Reading text:
════

Program

Research Programs: Summer Stipends

Period of Performance

6/1/2017 - 7/31/2017

Funding Totals

$6,000.00 (approved)
$6,000.00 (awarded)


Opera on the American Popular Stage, 1890-1915

FAIN: FT-254515-17

Kristen M. Turner
North Carolina State University (Raleigh, NC 27695-0001)

A book-length study of the impact of European opera on the American popular stage, 1890-1915.

My proposed book, Opera on the American Popular Stage, 1890–1915, examines the use of opera in vaudeville, early musical comedies, and American comic operas written and performed by African American and white musicians. Opera contributed a rich palette of music, plot lines, and cultural stereotypes that nourished new productions. The genre had a widespread presence on the popular stage and took on a range of meanings that sometimes were contradictory and, depending upon the context, often race-specific. During the era when Jim Crow laws were being passed, blacks and whites viewed opera through the lens of race, class, and gender, coming to different conclusions as to its social and cultural meanings. Each chapter of the book will focus on a particular manifestation of opera drawing upon methodologies from gender, African American, theater, and American studies using examples from all three types of entertainments.

════

Location labeling items:
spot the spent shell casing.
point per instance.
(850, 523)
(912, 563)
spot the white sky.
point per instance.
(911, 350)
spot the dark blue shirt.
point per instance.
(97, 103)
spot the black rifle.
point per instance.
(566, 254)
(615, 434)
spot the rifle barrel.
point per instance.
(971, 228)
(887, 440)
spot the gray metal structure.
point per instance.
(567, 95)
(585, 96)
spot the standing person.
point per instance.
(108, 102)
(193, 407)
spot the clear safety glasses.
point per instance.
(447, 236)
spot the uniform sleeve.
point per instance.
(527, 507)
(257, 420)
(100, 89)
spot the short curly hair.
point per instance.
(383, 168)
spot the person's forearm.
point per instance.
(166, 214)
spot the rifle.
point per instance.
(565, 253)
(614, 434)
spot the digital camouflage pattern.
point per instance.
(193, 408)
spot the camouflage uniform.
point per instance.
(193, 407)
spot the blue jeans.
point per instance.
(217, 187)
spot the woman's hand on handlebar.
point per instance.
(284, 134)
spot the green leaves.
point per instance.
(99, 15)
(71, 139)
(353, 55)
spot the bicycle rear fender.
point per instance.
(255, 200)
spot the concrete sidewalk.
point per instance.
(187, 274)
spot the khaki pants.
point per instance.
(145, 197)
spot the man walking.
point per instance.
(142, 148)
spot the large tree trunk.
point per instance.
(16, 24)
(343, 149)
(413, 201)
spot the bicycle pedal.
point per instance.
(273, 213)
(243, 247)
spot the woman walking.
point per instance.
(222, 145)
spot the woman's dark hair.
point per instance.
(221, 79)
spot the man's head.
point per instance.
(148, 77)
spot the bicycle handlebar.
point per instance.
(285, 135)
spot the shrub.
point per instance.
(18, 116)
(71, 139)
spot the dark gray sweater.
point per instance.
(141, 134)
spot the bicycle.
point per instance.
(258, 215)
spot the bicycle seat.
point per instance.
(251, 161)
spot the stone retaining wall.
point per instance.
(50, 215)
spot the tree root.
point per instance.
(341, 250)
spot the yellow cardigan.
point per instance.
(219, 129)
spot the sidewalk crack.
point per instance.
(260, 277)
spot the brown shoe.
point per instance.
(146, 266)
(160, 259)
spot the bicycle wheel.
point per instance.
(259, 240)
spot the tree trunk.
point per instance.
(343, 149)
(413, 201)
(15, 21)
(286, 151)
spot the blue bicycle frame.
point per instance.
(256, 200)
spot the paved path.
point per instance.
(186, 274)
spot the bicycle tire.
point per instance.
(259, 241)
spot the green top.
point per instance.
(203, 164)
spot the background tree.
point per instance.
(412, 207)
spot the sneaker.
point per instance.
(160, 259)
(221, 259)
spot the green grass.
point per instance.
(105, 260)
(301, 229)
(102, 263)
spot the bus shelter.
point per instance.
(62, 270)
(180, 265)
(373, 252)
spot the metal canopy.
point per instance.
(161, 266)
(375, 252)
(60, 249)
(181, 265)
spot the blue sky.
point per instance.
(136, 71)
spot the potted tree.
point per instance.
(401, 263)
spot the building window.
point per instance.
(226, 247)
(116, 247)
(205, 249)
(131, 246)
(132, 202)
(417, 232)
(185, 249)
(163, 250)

════

Exercise tasks:
(A) Answer the following from the award summary above:
(i) What period of performance does it give?
(ii) Which university is listed with the award?
(iii) In which three kinds of entertainment does the proposed book examine the use of opera?
(B) Reproduce everything in the award summary from "FAIN: FT-254515-17" down to "popular stage, 1890-1915.".

Set of answers:
(A)
(i) 6/1/2017 - 7/31/2017
(ii) North Carolina State University (Raleigh, NC 27695-0001)
(iii) Vaudeville, early musical comedies, and American comic operas

(B)
FAIN: FT-254515-17

Kristen M. Turner
North Carolina State University (Raleigh, NC 27695-0001)

A book-length study of the impact of European opera on the American popular stage, 1890-1915.